Written task:
Rewrite all of the material below with every "trace" swapped for "draw" and nothing else changed. Leave out the pictures.

Dataset entries:
—————

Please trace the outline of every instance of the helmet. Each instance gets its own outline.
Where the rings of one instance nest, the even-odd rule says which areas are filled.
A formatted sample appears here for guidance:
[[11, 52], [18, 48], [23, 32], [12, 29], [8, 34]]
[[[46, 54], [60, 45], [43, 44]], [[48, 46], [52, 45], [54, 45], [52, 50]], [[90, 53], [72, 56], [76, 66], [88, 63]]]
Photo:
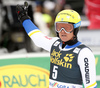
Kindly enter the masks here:
[[[76, 36], [81, 25], [81, 17], [74, 10], [62, 10], [59, 12], [55, 19], [55, 24], [57, 22], [67, 22], [72, 23], [74, 26], [74, 35]], [[58, 36], [58, 34], [57, 34]]]

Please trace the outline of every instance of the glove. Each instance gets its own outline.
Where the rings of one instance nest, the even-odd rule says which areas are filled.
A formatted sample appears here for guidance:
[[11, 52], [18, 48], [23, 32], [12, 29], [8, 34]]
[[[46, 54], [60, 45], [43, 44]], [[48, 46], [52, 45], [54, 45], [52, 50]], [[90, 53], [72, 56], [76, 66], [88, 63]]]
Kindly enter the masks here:
[[16, 12], [18, 15], [18, 20], [23, 23], [24, 20], [30, 19], [28, 16], [28, 3], [24, 2], [24, 5], [17, 5]]

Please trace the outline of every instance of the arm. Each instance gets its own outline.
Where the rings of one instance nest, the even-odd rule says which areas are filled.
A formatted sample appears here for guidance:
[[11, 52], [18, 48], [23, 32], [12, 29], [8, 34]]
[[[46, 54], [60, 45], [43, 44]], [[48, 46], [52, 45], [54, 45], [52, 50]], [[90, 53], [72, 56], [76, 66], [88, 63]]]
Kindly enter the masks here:
[[57, 37], [52, 38], [42, 34], [30, 19], [23, 21], [23, 27], [25, 28], [27, 34], [33, 40], [35, 45], [49, 52], [52, 44], [58, 39]]
[[88, 48], [84, 48], [80, 51], [78, 64], [85, 88], [97, 88], [95, 57]]
[[18, 19], [22, 23], [25, 31], [27, 32], [29, 37], [33, 40], [33, 42], [38, 47], [50, 51], [53, 42], [56, 41], [58, 38], [57, 37], [49, 38], [41, 33], [41, 31], [30, 20], [30, 17], [27, 14], [28, 8], [26, 7], [26, 5], [24, 6], [17, 5], [16, 10], [18, 14]]

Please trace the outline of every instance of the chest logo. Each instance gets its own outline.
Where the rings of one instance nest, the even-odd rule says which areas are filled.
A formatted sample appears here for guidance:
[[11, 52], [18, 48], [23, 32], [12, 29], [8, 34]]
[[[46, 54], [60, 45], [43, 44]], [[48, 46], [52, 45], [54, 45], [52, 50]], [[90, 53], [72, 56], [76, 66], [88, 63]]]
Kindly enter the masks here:
[[65, 68], [72, 69], [71, 62], [73, 61], [73, 58], [75, 56], [73, 54], [66, 54], [64, 57], [62, 57], [62, 56], [63, 56], [63, 54], [61, 53], [61, 51], [56, 52], [54, 49], [51, 53], [50, 62], [57, 64], [59, 66], [65, 67]]

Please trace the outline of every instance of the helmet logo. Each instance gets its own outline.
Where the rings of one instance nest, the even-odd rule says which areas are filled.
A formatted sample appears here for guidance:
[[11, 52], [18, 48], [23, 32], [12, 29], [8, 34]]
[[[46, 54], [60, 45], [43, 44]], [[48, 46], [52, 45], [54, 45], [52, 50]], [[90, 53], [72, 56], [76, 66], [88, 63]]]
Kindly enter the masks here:
[[63, 21], [64, 20], [64, 18], [61, 18], [61, 21]]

—————

Result:
Please draw the outline of every instance of the helmet. Each instance gets its own outline.
Where the rings of one instance nest, the even-odd rule says which areas are filled.
A formatted sample appears here for guidance:
[[11, 52], [18, 48], [23, 32], [12, 29], [8, 34]]
[[[46, 54], [60, 45], [43, 44]], [[48, 46], [52, 45], [54, 45], [52, 50]], [[90, 53], [72, 56], [76, 66], [88, 63]]]
Photo:
Kindly enter the masks here:
[[[76, 36], [81, 25], [81, 17], [74, 10], [62, 10], [59, 12], [55, 19], [55, 24], [57, 22], [67, 22], [72, 23], [74, 26], [74, 35]], [[58, 36], [58, 34], [57, 34]]]

Please draw the outline of every instance of the glove. Each instance gets its own outline.
Where the rings of one instance nest, the even-odd rule says which areas are filled.
A formatted sample appears here for guidance:
[[11, 52], [18, 48], [23, 32], [12, 29], [8, 34]]
[[[46, 54], [60, 45], [43, 44]], [[48, 46], [52, 45], [54, 45], [52, 50]], [[90, 53], [72, 56], [76, 66], [88, 63]]]
Kindly enter the masks here:
[[16, 12], [18, 15], [18, 20], [23, 23], [24, 20], [30, 19], [28, 16], [28, 3], [24, 2], [24, 5], [17, 5]]

Please draw the outline of every instance of the arm. Each instance gets its own outline.
Where the rings of one instance nest, the even-odd rule says which areas are filled.
A formatted sample appears here for guidance:
[[11, 52], [18, 48], [23, 32], [12, 29], [8, 34]]
[[[46, 54], [60, 45], [43, 44]], [[48, 46], [52, 45], [54, 45], [52, 50]], [[90, 53], [72, 56], [76, 66], [88, 63]]]
Kindly enter the masks here:
[[57, 37], [52, 38], [42, 34], [30, 19], [23, 21], [23, 27], [25, 28], [27, 34], [33, 40], [35, 45], [49, 52], [52, 44], [58, 39]]
[[88, 48], [84, 48], [80, 51], [78, 64], [85, 88], [97, 88], [95, 57]]
[[18, 19], [22, 23], [25, 31], [27, 32], [29, 37], [33, 40], [33, 42], [38, 47], [50, 51], [53, 42], [56, 41], [58, 38], [57, 37], [49, 38], [41, 33], [41, 31], [30, 20], [30, 17], [27, 14], [28, 8], [26, 7], [26, 5], [24, 6], [17, 5], [16, 10], [18, 14]]

Please draw the outline of every instance of the chest logo. Each instance gets its own outline.
Where the rings of one instance nest, the even-odd rule says which areas are filled.
A formatted sample appears here for guidance:
[[11, 52], [18, 48], [23, 32], [12, 29], [8, 34]]
[[[46, 54], [60, 45], [43, 44]], [[48, 46], [52, 45], [54, 45], [52, 50]], [[90, 53], [72, 56], [76, 66], [88, 63]]]
Kindly enter the masks here:
[[65, 68], [72, 69], [71, 62], [73, 61], [73, 58], [75, 56], [73, 54], [66, 54], [64, 57], [62, 57], [62, 56], [63, 56], [63, 54], [61, 53], [61, 51], [56, 52], [54, 49], [51, 53], [50, 62], [57, 64], [59, 66], [65, 67]]

Please draw the outline of every instance of the helmet logo. Each instance gets its own outline.
Where the rings of one instance nest, the even-odd rule says which areas are filled.
A formatted sample appears here for guidance:
[[11, 52], [18, 48], [23, 32], [12, 29], [8, 34]]
[[[46, 54], [60, 45], [43, 44]], [[48, 46], [52, 45], [54, 45], [52, 50]], [[90, 53], [72, 56], [76, 66], [88, 63]]]
Kindly enter the masks here:
[[63, 21], [64, 20], [64, 18], [61, 18], [61, 21]]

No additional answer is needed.